==== 記事 ====

マイホーム派か賃貸派か
住宅ローンの光と影
ネットバンキング専業銀行の住宅ローンが好調にその残高を伸ばしている。
最大手の残高は5兆円を超えている。手軽さと低金利が魅力である。
世界中の低金利傾向を敏感に察知し、当分金利は低く留まるとみて、最近では通期で変動金利を選択する人が増えているという。低金利のメリットを十分に受けられることと、いざとなれば固定金利に乗り換える銀行の選択肢も増えている。銀行にとっては一度の取り組みで長く収益確保が見込まれる看板商品であり、審査も定型化され迅速で、返済シミュレーションも瞬時にできる。
しかしマイホームは手に入れた時から、ローンの毎月の返済負担もさることながら、毎日の通勤・通学、移住、転職などの人生のステージ選択に大きな制約を受ける。そのような状況のなか、若者中心に賃貸派が徐々に増加している。

==== レコード一覧 ====

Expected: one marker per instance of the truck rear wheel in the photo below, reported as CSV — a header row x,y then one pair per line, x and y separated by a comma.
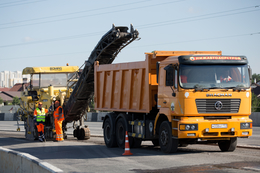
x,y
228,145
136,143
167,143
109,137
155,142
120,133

====

◆ **課題一覧**
• 1. 住宅ローンの記事によると、ネットバンキング専業銀行のうち最大手の住宅ローン残高はどの程度か。
• 2. 住宅ローンの記事を、最後の文の後から書き継いでください。

◆ **課題別解答**
• 1. 5兆円を超えている。

• 2.
終の棲家
世界を見渡しても人々の移動が活発化し、大移動時代ともいうべき時代となった。
親子数世代に亘り一カ所に住み続けることは非常に稀であり、一生に3度、4度と引っ越すのが当たり前の時代となっている。増してや「人生100年時代」である。ライフスステージがⅠ「幼少期教育期」、Ⅱ「会社勤めの社会生活」、Ⅲ「定年・引退、老後の余生」という三つパターンでは済まなくなった。老後と言うには余りにも長く、生活も年金だけでは心細い。自ら学び、必要な職務スキルを身につけ、第Ⅳ、第Ⅴのステージを自ら切り開いていく必要に迫られる。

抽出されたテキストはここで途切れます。